**WORK REQUEST:** Each line below must be transcribed exactly, and no picture may appear in the transcription.

Image point grounding data:
——

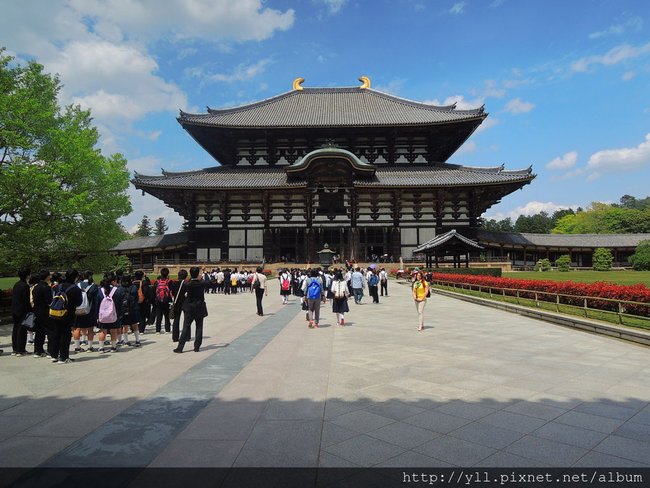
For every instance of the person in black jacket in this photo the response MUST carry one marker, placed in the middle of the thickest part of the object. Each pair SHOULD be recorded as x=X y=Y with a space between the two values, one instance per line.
x=143 y=284
x=20 y=306
x=59 y=346
x=178 y=289
x=42 y=295
x=194 y=310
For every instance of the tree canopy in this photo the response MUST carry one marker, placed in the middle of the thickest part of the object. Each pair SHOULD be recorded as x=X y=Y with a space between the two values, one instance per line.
x=60 y=197
x=630 y=216
x=144 y=227
x=160 y=226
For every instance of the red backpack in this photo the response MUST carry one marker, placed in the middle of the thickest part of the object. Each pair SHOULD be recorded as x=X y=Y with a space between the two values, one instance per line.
x=163 y=293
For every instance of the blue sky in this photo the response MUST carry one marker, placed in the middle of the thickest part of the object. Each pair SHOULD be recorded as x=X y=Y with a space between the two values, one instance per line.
x=566 y=84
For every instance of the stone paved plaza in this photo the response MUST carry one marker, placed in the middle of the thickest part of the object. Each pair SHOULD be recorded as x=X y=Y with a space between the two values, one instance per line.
x=477 y=387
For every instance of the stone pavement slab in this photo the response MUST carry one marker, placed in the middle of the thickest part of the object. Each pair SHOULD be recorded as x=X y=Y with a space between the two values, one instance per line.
x=477 y=387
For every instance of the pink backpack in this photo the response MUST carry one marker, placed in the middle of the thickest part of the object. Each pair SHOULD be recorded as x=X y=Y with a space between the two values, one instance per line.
x=107 y=310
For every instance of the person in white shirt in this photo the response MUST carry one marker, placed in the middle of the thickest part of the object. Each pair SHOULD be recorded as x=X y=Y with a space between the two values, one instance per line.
x=340 y=295
x=285 y=286
x=383 y=281
x=259 y=285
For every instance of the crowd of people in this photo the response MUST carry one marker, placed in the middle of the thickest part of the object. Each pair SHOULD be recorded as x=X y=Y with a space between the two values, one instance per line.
x=51 y=310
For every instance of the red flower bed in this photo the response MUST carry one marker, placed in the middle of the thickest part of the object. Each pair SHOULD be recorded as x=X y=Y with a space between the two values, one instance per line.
x=633 y=293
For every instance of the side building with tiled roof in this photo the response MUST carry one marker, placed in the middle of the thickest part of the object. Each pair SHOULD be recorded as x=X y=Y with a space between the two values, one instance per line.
x=358 y=169
x=523 y=250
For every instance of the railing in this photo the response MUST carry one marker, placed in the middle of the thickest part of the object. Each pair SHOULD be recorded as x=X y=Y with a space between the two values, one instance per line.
x=601 y=308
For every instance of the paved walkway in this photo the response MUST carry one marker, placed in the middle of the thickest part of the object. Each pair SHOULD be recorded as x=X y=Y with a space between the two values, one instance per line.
x=477 y=387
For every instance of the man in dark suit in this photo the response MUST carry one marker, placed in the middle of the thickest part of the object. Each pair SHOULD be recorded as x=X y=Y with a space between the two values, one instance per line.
x=20 y=306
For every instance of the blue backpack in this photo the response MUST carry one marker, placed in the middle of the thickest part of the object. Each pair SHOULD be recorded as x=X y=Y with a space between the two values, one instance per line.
x=313 y=290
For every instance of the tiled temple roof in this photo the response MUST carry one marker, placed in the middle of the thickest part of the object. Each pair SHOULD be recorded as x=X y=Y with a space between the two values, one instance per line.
x=332 y=107
x=153 y=242
x=562 y=240
x=226 y=177
x=441 y=239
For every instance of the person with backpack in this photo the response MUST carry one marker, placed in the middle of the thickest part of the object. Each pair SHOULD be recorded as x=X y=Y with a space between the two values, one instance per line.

——

**FINISHED TASK:**
For every instance of the person in black jacket in this photo the response MUST carry one marker, placed in the middle of the thickest part of the object. Each pair SHOULD be recorded as x=X y=Y with a space between the two values, one instance per line.
x=143 y=284
x=20 y=306
x=59 y=346
x=178 y=289
x=42 y=295
x=194 y=310
For every instance of the tree canopy in this photo the response MUST carry one marker, placed in the middle of the thickest part of the object. Each pair SHOULD be recorded as x=X y=Y with a space between the two values, one instance per line.
x=60 y=197
x=630 y=216
x=144 y=227
x=160 y=226
For every instance of the red backpack in this photo the response MUST carry one marker, placed in the middle of the thickest part of the object. Each pair SHOULD be recorded as x=X y=Y with a space between the two values, one instance per line.
x=163 y=293
For every instance of the blue sky in this photo the response MUST carry one marker, placed in the middle of the thickest part of the object. Each pair SHOULD be recorded as x=X y=Y with a space between the two values, one instance per line.
x=566 y=84
For every instance of the stone paved plaza in this photo the response MUST carry one marker, placed in the middle of the thickest part of the object. Each pair SHOULD be recorded as x=X y=Y with a space between the two values, one instance per line.
x=477 y=387
For every instance of the stone pavement slab in this photo the response MUST carry one marker, placed in the middle of the thickest part of the object. Each pair SHOULD be recorded as x=X y=Y with a space between the two values, one instance per line.
x=477 y=387
For every instance of the pink backpack in this photo the response MUST carry one marker, placed in the middle of the thickest part of the object. Each pair SHOULD be recorded as x=X y=Y with a space between the two values, one instance per line.
x=107 y=310
For every instance of the person in white shirt in this photo the response MUST carry one marker, placed in the middle of the thickest part of the object. Each pair SHOULD be recorded as x=X y=Y with a space between the two values, one instance per line.
x=340 y=295
x=285 y=286
x=383 y=281
x=259 y=285
For every instance of the crowd of people in this photo the response MUST carry one marker, placed in the middle of the thickest part of the object. Each pair SHOULD be recorded as x=X y=Y with a space between the two values, one instance per line.
x=51 y=310
For every instance of the red flower bed in this photo the response MUST carry one marker, placed in the middle of the thickest part of the object. Each pair SHOULD be recorded as x=X y=Y with a space between the two values, one instance per line.
x=633 y=293
For every instance of the side building with tiled roof in this photo the response MUST carry one marker, placed in the middle of the thickest part of the object. Each pair SHOULD be recorded as x=X y=Y with a space between the two values, one instance per line.
x=358 y=169
x=523 y=250
For every instance of the railing in this photo the response MUST carry one marker, placed in the middle of the thickest part of the object. Each pair SHOULD be recorded as x=X y=Y with a space between the two values, one instance per line.
x=601 y=308
For every instance of the paved walkway in this photo the response MUST carry one marker, placed in the middle of the thickest part of the object. Each pair SHOULD be recorded as x=X y=Y with a space between the two values, one instance per line.
x=477 y=387
For every instance of the man in dark suit in this photo the response MUST carry one marker, placed in the middle of the thickest part of the object. Each pair SHOULD be recorded as x=X y=Y with a space between the two values, one instance per line.
x=20 y=306
For every instance of the blue backpack in this photo the response MUST carry one marker, placed in the middle of the thickest part of the object. Each pair SHOULD be recorded as x=X y=Y with a space between the two values, one instance per line.
x=313 y=290
For every instance of the tiled temple roof in this photo the response MUST carry one marker, placed in the middle of the thickest part of the object. Each pair SHOULD be recorded as x=X y=Y with a space between the two values, one instance per line.
x=332 y=107
x=153 y=242
x=562 y=240
x=226 y=177
x=441 y=239
For every instance of the person with backpack in this photo the response MUST carry one marker, placed in the middle of the thickest part of the object. Each pair SHOULD be recorded as x=X y=Y with a space between the two values, one instance per line.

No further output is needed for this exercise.